───── Material
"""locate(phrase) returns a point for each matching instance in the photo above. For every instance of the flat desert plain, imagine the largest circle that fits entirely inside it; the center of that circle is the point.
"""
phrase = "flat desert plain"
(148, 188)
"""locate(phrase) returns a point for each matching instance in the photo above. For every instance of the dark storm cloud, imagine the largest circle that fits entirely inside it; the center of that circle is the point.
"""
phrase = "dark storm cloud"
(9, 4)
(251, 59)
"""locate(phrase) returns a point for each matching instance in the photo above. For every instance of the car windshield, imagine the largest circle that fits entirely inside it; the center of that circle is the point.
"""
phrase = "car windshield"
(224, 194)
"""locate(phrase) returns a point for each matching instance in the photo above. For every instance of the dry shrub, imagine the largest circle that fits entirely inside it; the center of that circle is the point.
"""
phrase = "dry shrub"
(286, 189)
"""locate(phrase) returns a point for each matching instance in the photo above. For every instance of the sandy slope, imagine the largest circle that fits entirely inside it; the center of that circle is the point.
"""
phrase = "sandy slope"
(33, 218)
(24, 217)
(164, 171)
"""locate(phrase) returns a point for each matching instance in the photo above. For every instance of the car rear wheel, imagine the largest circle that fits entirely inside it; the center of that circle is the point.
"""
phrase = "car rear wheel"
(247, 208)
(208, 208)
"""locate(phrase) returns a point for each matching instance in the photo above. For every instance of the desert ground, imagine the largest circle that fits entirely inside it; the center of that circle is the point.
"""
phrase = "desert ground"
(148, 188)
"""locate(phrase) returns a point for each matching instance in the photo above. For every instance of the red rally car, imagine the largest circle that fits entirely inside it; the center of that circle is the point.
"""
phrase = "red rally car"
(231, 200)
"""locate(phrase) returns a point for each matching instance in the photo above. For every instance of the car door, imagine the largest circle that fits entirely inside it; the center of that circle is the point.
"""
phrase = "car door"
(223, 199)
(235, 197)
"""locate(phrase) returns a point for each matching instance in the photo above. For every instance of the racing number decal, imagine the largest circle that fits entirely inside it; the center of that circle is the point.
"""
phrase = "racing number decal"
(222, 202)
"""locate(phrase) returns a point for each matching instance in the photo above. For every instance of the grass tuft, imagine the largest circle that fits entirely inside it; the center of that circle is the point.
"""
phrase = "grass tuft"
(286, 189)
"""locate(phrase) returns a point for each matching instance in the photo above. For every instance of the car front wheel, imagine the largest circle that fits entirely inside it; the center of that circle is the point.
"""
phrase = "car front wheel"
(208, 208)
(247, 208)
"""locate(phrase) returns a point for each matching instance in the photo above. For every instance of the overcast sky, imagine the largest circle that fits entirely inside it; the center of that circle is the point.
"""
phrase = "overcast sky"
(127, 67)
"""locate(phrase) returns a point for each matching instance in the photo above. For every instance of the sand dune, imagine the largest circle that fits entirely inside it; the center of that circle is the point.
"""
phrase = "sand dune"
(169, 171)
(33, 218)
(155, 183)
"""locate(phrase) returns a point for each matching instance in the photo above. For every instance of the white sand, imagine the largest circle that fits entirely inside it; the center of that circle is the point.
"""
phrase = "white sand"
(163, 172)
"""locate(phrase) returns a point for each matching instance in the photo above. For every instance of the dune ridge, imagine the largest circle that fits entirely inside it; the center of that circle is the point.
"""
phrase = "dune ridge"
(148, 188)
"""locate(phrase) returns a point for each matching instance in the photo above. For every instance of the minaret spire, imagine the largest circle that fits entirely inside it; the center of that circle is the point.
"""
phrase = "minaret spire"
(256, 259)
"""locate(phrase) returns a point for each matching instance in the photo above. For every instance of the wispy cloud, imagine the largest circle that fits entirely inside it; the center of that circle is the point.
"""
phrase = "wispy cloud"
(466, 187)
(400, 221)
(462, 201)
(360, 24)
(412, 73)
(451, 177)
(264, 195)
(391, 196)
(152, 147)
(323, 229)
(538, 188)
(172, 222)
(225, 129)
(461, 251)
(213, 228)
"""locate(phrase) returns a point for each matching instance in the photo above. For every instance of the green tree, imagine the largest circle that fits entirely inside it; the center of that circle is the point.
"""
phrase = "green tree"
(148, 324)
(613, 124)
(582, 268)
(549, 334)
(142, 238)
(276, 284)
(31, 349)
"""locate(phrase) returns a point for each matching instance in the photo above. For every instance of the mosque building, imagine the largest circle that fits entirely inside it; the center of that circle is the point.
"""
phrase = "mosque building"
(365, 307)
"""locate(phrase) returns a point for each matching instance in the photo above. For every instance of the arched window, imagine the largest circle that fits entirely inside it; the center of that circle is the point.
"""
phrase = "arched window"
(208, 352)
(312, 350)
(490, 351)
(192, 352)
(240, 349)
──────────
What you need to do -
Arrange everything from the line containing "of the mosque" down to the last line of the listing, both included, as a numbered list with blank lines left out.

Correct answer -
1. """locate(phrase) returns a point for each matching instance in the photo above. For every instance of the mosque building, imagine the largest circle that fits entirely inside it; the center of that circle is the point.
2. """
3. phrase = "mosque building"
4. (365, 307)
5. """locate(phrase) returns a point for each matching instance in the photo above. For every instance of the arched window, imagine the largest circle that fits entirely inside it; the center of that circle is the point.
6. """
7. phrase = "arched window"
8. (208, 352)
9. (312, 350)
10. (490, 351)
11. (192, 352)
12. (240, 349)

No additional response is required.